→ Work required: Please copy, word for word, the passage of the article on change since the virus that opens with "In this age, we" and closes with "and a nation.".

→ Selected text:
Everything is changing.
Some things will return to normal. Certain businesses will return to the good ol' days.
Other things will be the same. Most things won't.
The virus has changed our life forever. Some things are irreversible.
We have learned new ways to do business and home life. Most of us never consider new things. We are creatures of habit. Both good habits and bad ones.
Until the virus we were doing what we've always done. We were about our business and doing it our way. Those days are long gone.
We are unlearning as much as we are learning.
Every person has a story of how this virus has affected our lives, family and lifestyle. Many have experienced horror, fear, misery and some-temporary insanity.
Others are adjusting well. They are OK. Life is not ideal, but it's under control.
Some changes include:
—TeleDoc is here to stay.
—Zoom is on blast.
—Digital learning is booming.
—Online church is surging.
—Webinars are everywhere, every day.
—Private Facebook training is soaring.
—Netflix binge is normal.
These are only a few new things. I could list a dozen more.
How are you doing?
A friend experienced his first TeleDoc FaceTime call last week. It was all new. The doctor's office was not prepared. He jumped through loops to get to the doctor. A 15-minute health questionnaire was a big loop. The experience was unfamiliar to everyone.
The doctor connected one hour late. She apologized and discussed the newness and the unfamiliarity. Everyone suffered through the learning curve.
Doing new things is never easy, but it is often necessary.
Alice Walton said:
We've been immersed, for example, in unbidden—but extremely valuable—real-world experiments in the powers of technological connectedness: telemedicine and working from home. These things will probably "stick," to some degree, and make life better in lots of ways. We've also realized the extraordinary importance of preparation; we knew a pandemic would come around at some point, but we were still somehow largely unprepared.
At the office
Another friend suffered through two new Zoom meetings. No travel. No getting dressed. The shy members were just that-shy.
Overall, the meetings were successful. But very different. Using Zoom is a great experience. The camera zooms in on the person who is talking. The camera shifts to help the meeting feel real.
But it's not real. And it's all new.
Some new is OK. But all new (instantly) is a different story.
Too many changes
One change at a time is great. OK, we can take two. Since the virus, our changes have arrived in tens.
—Loss of job.
—Working from home.
—Fear of disease.
—No toilet paper.
—Learning new software.
—Coping with change.
On a recent podcast, a 50-year-old man from Australia shared the experience of never seeing empty shelves in the grocery store. This was an unfamiliar experience, and he did not enjoy the weirdness.
Another weirdness is being disconnected from family and friends. We have learned how dependent we are on being connected to one another.
This is positive.
Many are suffering severe emotional struggles from being quarantined.
We are learning the importance of connection and friendships. This is a good thing.
Connection is huge for emotional wellness.
More grim news.
Social distancing is new. Social distancing will be a part of our social fabric for years to come. America will practice self-distancing the entire year of 2020.
Social distancing is our new normal for public life in America and around the world.
New things and new ways are here to stay.
Jobs have changed forever. Companies are adapting alternative ways to do business.
Some families will choose a digital education for their kids. It is safe, reliable, less expensive and less strenuous on the family structure.
For some, structured office hours are a thing of the past.
In this age, we will manage outcomes and not people. The good ol' days are no longer.
Thank God you lived through them. New is good. We are developing as a people and a nation.
The unfamiliar things and new methods must be embraced.
There is one thing to remember: Irreversible change is here to stay.

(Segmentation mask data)

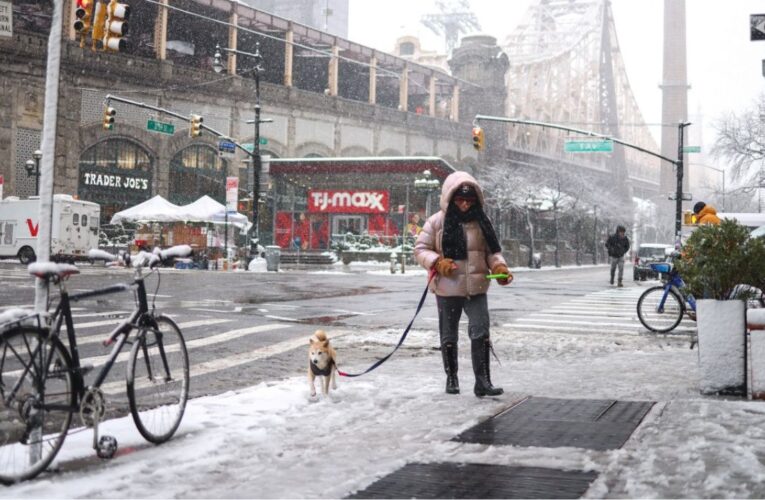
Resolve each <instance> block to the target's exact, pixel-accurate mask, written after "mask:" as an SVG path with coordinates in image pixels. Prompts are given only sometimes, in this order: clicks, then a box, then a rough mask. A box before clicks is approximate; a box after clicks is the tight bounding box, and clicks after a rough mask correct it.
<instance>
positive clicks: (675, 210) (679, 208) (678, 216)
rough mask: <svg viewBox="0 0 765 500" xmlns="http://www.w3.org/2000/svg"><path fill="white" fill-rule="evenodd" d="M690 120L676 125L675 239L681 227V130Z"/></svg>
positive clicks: (682, 192) (682, 223) (681, 140)
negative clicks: (684, 122) (676, 133)
mask: <svg viewBox="0 0 765 500" xmlns="http://www.w3.org/2000/svg"><path fill="white" fill-rule="evenodd" d="M688 125H690V122H685V123H682V122H681V123H680V124H679V125H678V127H677V162H676V163H675V167H676V168H677V187H676V191H675V198H676V200H677V201H676V202H675V239H676V240H677V241H680V234H681V232H682V229H683V174H684V173H683V130H684V129H685V127H687V126H688Z"/></svg>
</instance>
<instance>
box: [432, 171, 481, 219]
mask: <svg viewBox="0 0 765 500" xmlns="http://www.w3.org/2000/svg"><path fill="white" fill-rule="evenodd" d="M463 184H469V185H471V186H473V187H474V188H475V192H476V193H478V202H479V203H480V204H481V206H484V198H483V190H482V189H481V186H479V185H478V181H477V180H475V177H473V176H472V175H470V174H469V173H467V172H454V173H452V174H449V176H448V177H447V178H446V179H444V184H443V186H442V187H441V200H440V202H439V206H440V207H441V210H443V211H444V212H445V211H446V209H447V208H448V207H449V202H450V201H452V196H454V192H455V191H456V190H457V188H459V187H460V186H461V185H463Z"/></svg>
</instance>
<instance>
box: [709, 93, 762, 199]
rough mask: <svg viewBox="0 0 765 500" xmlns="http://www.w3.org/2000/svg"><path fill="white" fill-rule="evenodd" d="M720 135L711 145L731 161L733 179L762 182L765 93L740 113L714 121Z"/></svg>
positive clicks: (756, 184) (715, 154) (747, 182)
mask: <svg viewBox="0 0 765 500" xmlns="http://www.w3.org/2000/svg"><path fill="white" fill-rule="evenodd" d="M714 127H715V128H716V129H717V131H718V133H719V135H718V136H717V139H716V140H715V144H714V146H713V147H712V154H713V155H714V156H715V157H717V158H725V159H727V160H728V161H730V164H731V170H730V171H731V174H732V176H733V179H735V180H739V181H741V182H742V183H743V184H746V185H749V186H759V185H760V183H761V181H762V179H761V172H762V162H763V160H765V94H761V95H760V97H759V98H758V99H757V100H755V101H754V102H753V103H752V107H751V108H750V109H748V110H746V111H744V112H742V113H741V114H735V113H733V112H731V113H728V114H726V115H725V116H724V117H723V118H722V119H720V120H719V121H717V122H715V124H714Z"/></svg>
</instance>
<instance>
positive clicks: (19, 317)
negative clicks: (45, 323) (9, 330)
mask: <svg viewBox="0 0 765 500" xmlns="http://www.w3.org/2000/svg"><path fill="white" fill-rule="evenodd" d="M36 319H37V313H36V312H35V311H33V310H32V309H21V308H18V307H14V308H12V309H8V310H7V311H3V312H2V313H0V331H2V330H3V327H4V326H5V325H6V324H11V323H19V324H21V323H25V324H26V323H34V322H35V321H36Z"/></svg>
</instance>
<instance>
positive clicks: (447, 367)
mask: <svg viewBox="0 0 765 500" xmlns="http://www.w3.org/2000/svg"><path fill="white" fill-rule="evenodd" d="M441 355H442V357H443V359H444V371H445V372H446V393H447V394H459V393H460V383H459V380H458V379H457V344H455V343H452V342H447V343H445V344H442V345H441Z"/></svg>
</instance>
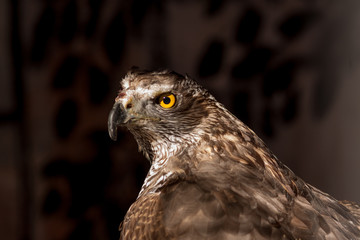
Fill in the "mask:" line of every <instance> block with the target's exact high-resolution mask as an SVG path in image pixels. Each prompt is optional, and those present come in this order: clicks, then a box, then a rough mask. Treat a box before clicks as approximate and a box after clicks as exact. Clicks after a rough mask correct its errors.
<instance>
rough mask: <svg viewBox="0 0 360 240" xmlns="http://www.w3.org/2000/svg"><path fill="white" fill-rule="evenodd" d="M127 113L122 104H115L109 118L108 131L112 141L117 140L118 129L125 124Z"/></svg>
mask: <svg viewBox="0 0 360 240" xmlns="http://www.w3.org/2000/svg"><path fill="white" fill-rule="evenodd" d="M126 116H127V113H126V110H125V108H124V106H123V105H122V104H121V103H115V104H114V106H113V108H112V109H111V111H110V113H109V118H108V131H109V136H110V138H111V139H112V140H114V141H116V139H117V128H118V126H119V125H121V124H123V123H125V119H126Z"/></svg>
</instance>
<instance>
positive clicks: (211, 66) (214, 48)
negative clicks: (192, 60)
mask: <svg viewBox="0 0 360 240" xmlns="http://www.w3.org/2000/svg"><path fill="white" fill-rule="evenodd" d="M223 55H224V44H223V43H222V42H220V41H216V40H215V41H212V42H211V43H210V45H209V46H208V48H207V49H206V52H205V54H204V55H203V57H202V58H201V61H200V64H199V75H200V76H201V77H208V76H211V75H214V74H216V73H217V72H218V71H219V70H220V67H221V64H222V59H223Z"/></svg>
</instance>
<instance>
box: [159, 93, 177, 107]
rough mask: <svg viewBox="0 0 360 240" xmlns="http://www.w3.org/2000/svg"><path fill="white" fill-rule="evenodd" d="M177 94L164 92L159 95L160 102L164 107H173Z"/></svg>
mask: <svg viewBox="0 0 360 240" xmlns="http://www.w3.org/2000/svg"><path fill="white" fill-rule="evenodd" d="M175 101H176V99H175V95H174V94H172V93H164V94H161V95H160V96H159V104H160V106H162V107H163V108H171V107H172V106H174V104H175Z"/></svg>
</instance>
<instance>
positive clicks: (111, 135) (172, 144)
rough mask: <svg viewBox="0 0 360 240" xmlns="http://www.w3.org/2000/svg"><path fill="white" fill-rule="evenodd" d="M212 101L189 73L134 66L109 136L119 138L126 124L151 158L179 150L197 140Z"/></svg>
mask: <svg viewBox="0 0 360 240" xmlns="http://www.w3.org/2000/svg"><path fill="white" fill-rule="evenodd" d="M213 103H214V104H215V103H216V101H215V99H214V98H213V97H212V96H211V95H210V94H209V93H208V92H207V90H205V89H204V88H202V87H201V86H200V85H198V84H197V83H196V82H195V81H193V80H192V79H190V78H189V77H187V76H182V75H179V74H177V73H175V72H170V71H157V72H150V71H141V70H138V69H132V70H131V71H130V72H129V73H128V74H127V75H126V76H125V77H124V78H123V79H122V80H121V87H120V91H119V93H118V96H117V97H116V99H115V104H114V106H113V108H112V110H111V112H110V114H109V119H108V130H109V135H110V137H111V138H112V139H113V140H116V138H117V128H118V126H126V127H127V128H128V129H129V130H130V131H131V132H132V134H133V135H134V137H135V139H136V140H137V142H138V145H139V148H140V149H141V150H142V151H143V152H144V153H145V156H146V157H147V158H149V159H150V160H151V158H152V157H153V154H154V152H166V151H177V149H180V148H181V147H184V146H183V144H188V145H191V144H192V142H193V141H196V137H197V136H198V135H199V134H198V131H199V129H200V128H199V126H201V125H204V124H206V118H207V116H208V115H209V111H211V106H212V104H213ZM180 143H181V144H180ZM165 149H166V150H165Z"/></svg>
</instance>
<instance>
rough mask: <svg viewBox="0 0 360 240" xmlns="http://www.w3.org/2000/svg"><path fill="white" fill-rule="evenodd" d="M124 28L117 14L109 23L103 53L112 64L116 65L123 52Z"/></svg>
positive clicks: (119, 58) (124, 28) (123, 24)
mask: <svg viewBox="0 0 360 240" xmlns="http://www.w3.org/2000/svg"><path fill="white" fill-rule="evenodd" d="M125 36H126V28H125V24H124V21H123V17H122V15H121V14H120V13H119V14H118V15H117V16H116V17H115V18H114V19H113V20H112V21H111V23H110V25H109V27H108V29H107V31H106V34H105V38H104V48H105V52H106V54H107V56H108V58H109V59H110V61H111V62H112V63H114V64H115V63H117V62H118V61H119V60H120V58H121V56H122V54H123V50H124V44H125Z"/></svg>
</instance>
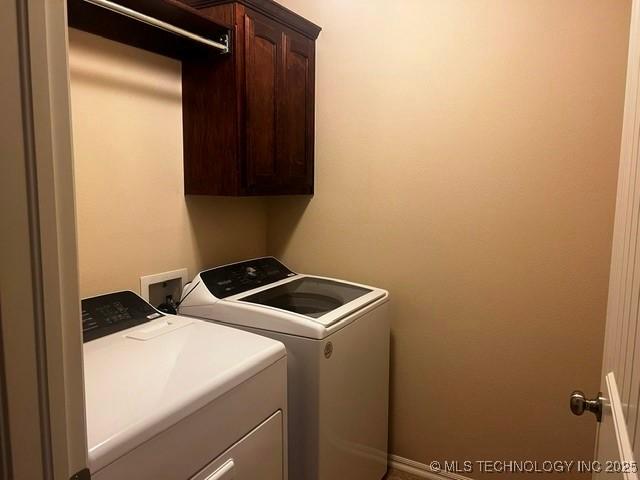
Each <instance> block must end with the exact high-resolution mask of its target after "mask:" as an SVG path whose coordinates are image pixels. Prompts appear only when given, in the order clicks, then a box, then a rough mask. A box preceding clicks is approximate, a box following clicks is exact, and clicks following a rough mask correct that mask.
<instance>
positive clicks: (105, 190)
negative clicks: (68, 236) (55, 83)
mask: <svg viewBox="0 0 640 480" xmlns="http://www.w3.org/2000/svg"><path fill="white" fill-rule="evenodd" d="M70 66H71V100H72V117H73V135H74V149H75V175H76V190H77V201H76V203H77V216H78V242H79V260H80V285H81V294H82V295H83V296H88V295H93V294H97V293H101V292H106V291H113V290H120V289H131V290H134V291H139V277H140V276H141V275H148V274H152V273H158V272H165V271H168V270H174V269H177V268H182V267H187V268H188V269H189V274H190V275H194V274H195V273H197V271H198V270H199V269H201V268H202V267H206V266H212V265H217V264H220V263H226V262H228V261H232V260H239V259H243V258H248V257H255V256H259V255H264V254H265V248H266V240H265V235H266V223H265V222H266V211H265V207H264V201H261V200H259V199H223V198H209V197H185V196H184V190H183V177H182V103H181V70H180V63H179V62H177V61H173V60H170V59H167V58H165V57H160V56H157V55H153V54H151V53H147V52H144V51H141V50H137V49H134V48H131V47H127V46H124V45H121V44H117V43H114V42H110V41H108V40H105V39H102V38H100V37H96V36H92V35H88V34H86V33H84V32H80V31H75V30H72V31H71V32H70Z"/></svg>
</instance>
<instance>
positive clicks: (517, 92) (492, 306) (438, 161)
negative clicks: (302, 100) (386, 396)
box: [268, 0, 630, 477]
mask: <svg viewBox="0 0 640 480" xmlns="http://www.w3.org/2000/svg"><path fill="white" fill-rule="evenodd" d="M282 3H283V4H284V5H286V6H287V7H289V8H291V9H293V10H295V11H297V12H299V13H301V14H302V15H304V16H306V17H308V18H310V19H312V20H314V21H315V22H317V23H318V24H319V25H322V26H323V27H324V30H323V32H322V34H321V36H320V39H319V43H318V65H317V72H318V73H317V76H318V78H317V82H318V83H317V141H316V145H317V183H316V187H317V188H316V196H315V197H314V198H313V199H312V200H310V201H308V200H305V199H302V198H289V199H279V200H275V201H272V202H271V203H270V209H269V223H268V250H269V252H270V253H272V254H276V255H279V256H281V257H282V258H283V259H284V260H285V261H286V262H288V263H289V264H290V265H291V266H292V267H293V268H295V269H299V270H301V271H309V272H314V273H321V274H326V275H333V276H337V277H345V278H348V279H352V280H356V281H360V282H364V283H371V284H375V285H380V286H382V287H385V288H387V289H389V290H390V291H391V295H392V298H393V307H392V312H393V369H392V375H393V381H392V398H391V402H392V404H391V450H392V452H393V453H396V454H399V455H401V456H404V457H408V458H411V459H414V460H418V461H421V462H428V461H430V460H431V459H434V458H436V459H448V460H456V459H458V460H465V459H472V460H473V459H561V458H588V457H590V455H591V453H592V450H593V443H594V430H595V422H594V421H593V419H592V418H576V417H573V416H571V415H570V413H569V410H568V401H567V400H568V395H569V393H570V392H571V390H572V389H574V388H578V387H579V388H582V389H585V391H587V392H589V393H591V394H593V393H595V392H596V391H597V389H598V381H599V373H600V365H601V355H602V344H603V327H604V317H605V304H606V295H607V283H608V273H609V257H610V249H611V234H612V221H613V210H614V202H615V188H616V173H617V162H618V151H619V143H620V132H621V120H622V104H623V93H624V92H623V90H624V74H625V65H626V43H627V38H628V24H629V15H630V11H629V10H630V2H629V1H628V0H615V1H612V0H563V1H557V0H515V1H512V0H481V1H476V0H466V1H463V0H455V1H442V0H402V1H393V2H389V1H383V0H376V1H371V0H367V1H365V0H351V1H348V2H345V1H343V0H323V1H317V0H282ZM499 477H500V476H499ZM502 477H504V476H502Z"/></svg>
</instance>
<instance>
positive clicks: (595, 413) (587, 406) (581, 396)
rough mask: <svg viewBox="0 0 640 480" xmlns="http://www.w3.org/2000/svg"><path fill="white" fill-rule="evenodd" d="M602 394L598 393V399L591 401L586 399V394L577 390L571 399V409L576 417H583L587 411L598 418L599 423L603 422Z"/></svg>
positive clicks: (570, 402)
mask: <svg viewBox="0 0 640 480" xmlns="http://www.w3.org/2000/svg"><path fill="white" fill-rule="evenodd" d="M603 400H604V399H603V398H602V392H599V393H598V396H597V398H594V399H593V400H589V399H587V398H585V396H584V393H583V392H581V391H580V390H576V391H575V392H573V393H572V394H571V397H569V408H571V412H572V413H573V414H574V415H578V416H579V415H582V414H583V413H584V412H585V411H587V412H591V413H593V414H594V415H595V416H596V420H598V422H601V421H602V401H603Z"/></svg>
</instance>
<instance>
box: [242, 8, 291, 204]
mask: <svg viewBox="0 0 640 480" xmlns="http://www.w3.org/2000/svg"><path fill="white" fill-rule="evenodd" d="M244 28H245V65H246V67H245V92H246V96H245V99H246V100H245V135H246V152H245V154H246V187H247V190H248V191H249V192H250V193H253V194H260V193H264V194H268V193H271V192H272V191H276V190H277V186H278V184H279V183H280V177H279V171H280V168H279V166H278V163H279V162H278V157H279V151H278V143H279V142H278V136H279V135H278V132H279V128H278V124H279V118H280V111H279V110H280V105H279V104H280V102H279V100H278V99H279V96H280V90H281V88H282V85H281V83H282V82H281V76H282V75H281V70H282V67H281V65H282V64H283V49H282V44H283V38H282V37H283V34H282V29H281V28H278V24H277V23H275V22H272V21H270V20H269V19H267V18H265V17H263V16H261V15H258V14H254V13H249V12H247V14H246V15H245V25H244Z"/></svg>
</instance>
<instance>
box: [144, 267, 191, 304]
mask: <svg viewBox="0 0 640 480" xmlns="http://www.w3.org/2000/svg"><path fill="white" fill-rule="evenodd" d="M188 277H189V272H188V271H187V269H186V268H181V269H179V270H172V271H170V272H163V273H156V274H154V275H147V276H144V277H140V296H141V297H142V298H144V299H145V300H146V301H147V302H148V301H149V287H150V286H151V285H155V284H157V283H164V282H169V281H171V280H180V282H181V285H180V293H182V287H184V286H185V285H186V284H187V278H188ZM177 300H180V298H178V299H177Z"/></svg>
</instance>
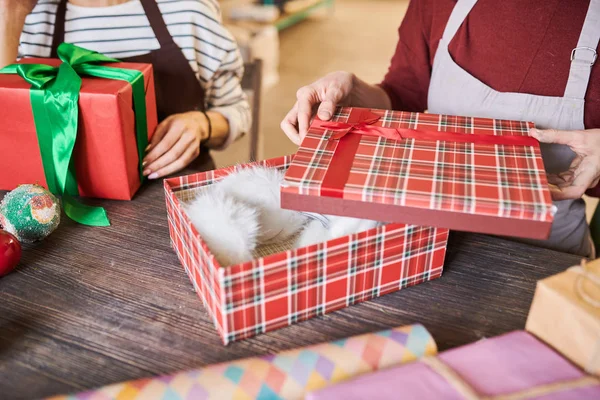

→ Output below:
In this age, we will manage outcomes and not people. The good ol' days are no longer.
Thank God you lived through them. New is good. We are developing as a people and a nation.